**Extrait du texte**
^^^^^^^^
RENCONTRE AVEC LOUISE CHEVILLOTTE, GALATÉA BELLUGI ET SWANN ARLAUD – « On a tendance à opposer les femmes dans la fiction, mais dans la vraie vie, c’est loin d’être le cas »

© Diaphana Films

Dans La Condition de Jérôme Bonnell, elles incarnent deux femmes vivant sous le joug du maître de maison, au début du XXe siècle. Un film subtil sur les violences domestiques, qui n’a pas de mal à trouver une résonance contemporaine. Interview.

Quasi huis clos, La Condition nous enferme dans le décor d’un manoir bourgeois en 1908. Mais derrière les bibelots en or et les papiers peints fleuris se cache une réalité plus sombre : celle de femmes subissant les violences de l’unique homme de la maison, André (incarné par Swann Arlaud). Il y a d’abord Victoire (Louise Chevillotte), son épouse, qui peine de plus en plus à lui refuser l’accès à sa chambre. Puis Céleste (Galatéa Bellugi), une jeune bonne, à qui il impose des visites chaque nuit. En silence, dans les combles, les deux femmes vont se lier pour tenter de survivre et de combattre leurs conditions.

Ce film est une adaptation du roman Amours de Léonor de Récondo. Aviez-vous lu le livre ?

Galatéa Bellugi : Jérôme Bonnell nous avait déconseillé de le lire avant de tourner le film. Le scénario de Jérôme est une adaptation très libre… Je pense qu’il ne voulait pas que l’on se perdre dans toutes les divergences.

Quelles ont été vos premières réactions à la lecture du scénario ?

Louise Chevillotte : J’ai adoré. J’avais envie de parcourir la psyché de ce personnage. Jérôme Bonnell est vraiment un grand scénariste. Il parvient à être très précis dans sa description et son analyse des rapports humains.

GB : J’étais assez surprise, car le scénario parvient à être à la fois violent et délicat. C’est une violence sourde. Puis, j’aimais beaucoup cette rencontre entre ces deux femmes. Ce sont deux êtres qui ont longtemps été réduits au silence et qui pour la première fois peuvent se parler et espérer un avenir plus lumineux.

Swann Arlaud, comment avez-vous abordé votre personnage, qui synthétise à lui seul bon nombre de comportements patriarcaux et de violences masculines ?

SA : Je me suis dit, « Encore un salaud » ! En ce moment, on vient beaucoup me chercher pour interpréter ce type de rôle. Mais je faisais confiance à la vision de Jérôme Bonnell qui ne souhaitait ni excuser son personnage, ni en faire une sorte de monstre manichéen. On le voit dans toute sa complexité. On comprend qu’il est aux prises avec les injonctions sociales de sa classe, les codes de son époque… Il est sur le fil, car il sait qu’il commet des actes ignobles mais il souhaite absolument se donner bonne conscience en essayant de les justifier.
^^^^^^^^
**Consigne 1**
Recopiez mot pour mot le passage de l'interview qui va de « Galatéa Bellugi : Jérôme » jusqu'à « avenir plus lumineux. ».
**Consigne 2**
D'après l'interview, quelle actrice joue Céleste, la jeune bonne ?

Enregistrements provenant d'une source de données:
^^^^^^^^
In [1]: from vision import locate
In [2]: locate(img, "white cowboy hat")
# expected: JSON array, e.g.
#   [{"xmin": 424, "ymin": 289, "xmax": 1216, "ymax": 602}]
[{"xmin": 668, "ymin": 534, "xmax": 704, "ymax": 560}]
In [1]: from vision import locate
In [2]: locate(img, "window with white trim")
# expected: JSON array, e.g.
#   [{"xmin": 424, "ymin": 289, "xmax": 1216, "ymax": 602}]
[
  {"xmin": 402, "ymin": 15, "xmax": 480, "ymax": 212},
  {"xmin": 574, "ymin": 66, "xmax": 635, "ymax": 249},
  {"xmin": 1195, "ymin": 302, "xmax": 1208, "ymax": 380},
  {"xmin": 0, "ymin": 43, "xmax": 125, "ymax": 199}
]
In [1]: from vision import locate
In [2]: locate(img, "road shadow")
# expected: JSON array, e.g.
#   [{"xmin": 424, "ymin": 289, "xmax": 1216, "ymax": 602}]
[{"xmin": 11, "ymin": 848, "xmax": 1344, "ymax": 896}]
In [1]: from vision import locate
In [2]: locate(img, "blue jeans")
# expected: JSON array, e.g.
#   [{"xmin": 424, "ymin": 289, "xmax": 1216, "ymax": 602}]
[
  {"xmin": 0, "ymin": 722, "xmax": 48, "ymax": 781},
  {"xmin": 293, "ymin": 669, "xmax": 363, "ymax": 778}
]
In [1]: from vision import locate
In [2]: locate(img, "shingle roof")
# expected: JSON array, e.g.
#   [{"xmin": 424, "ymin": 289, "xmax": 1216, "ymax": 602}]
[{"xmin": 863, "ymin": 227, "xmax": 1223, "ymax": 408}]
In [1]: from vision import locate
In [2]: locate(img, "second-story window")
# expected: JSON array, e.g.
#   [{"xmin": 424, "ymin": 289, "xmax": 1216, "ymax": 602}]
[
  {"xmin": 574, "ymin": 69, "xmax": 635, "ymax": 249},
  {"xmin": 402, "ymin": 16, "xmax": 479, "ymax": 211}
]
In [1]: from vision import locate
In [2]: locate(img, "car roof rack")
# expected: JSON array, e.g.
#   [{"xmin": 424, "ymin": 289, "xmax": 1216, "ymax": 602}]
^^^^^^^^
**Réponse rédigée 1**
Galatéa Bellugi : Jérôme Bonnell nous avait déconseillé de le lire avant de tourner le film. Le scénario de Jérôme est une adaptation très libre… Je pense qu’il ne voulait pas que l’on se perdre dans toutes les divergences.

Quelles ont été vos premières réactions à la lecture du scénario ?

Louise Chevillotte : J’ai adoré. J’avais envie de parcourir la psyché de ce personnage. Jérôme Bonnell est vraiment un grand scénariste. Il parvient à être très précis dans sa description et son analyse des rapports humains.

GB : J’étais assez surprise, car le scénario parvient à être à la fois violent et délicat. C’est une violence sourde. Puis, j’aimais beaucoup cette rencontre entre ces deux femmes. Ce sont deux êtres qui ont longtemps été réduits au silence et qui pour la première fois peuvent se parler et espérer un avenir plus lumineux.

**Réponse rédigée 2**
Galatéa Bellugi.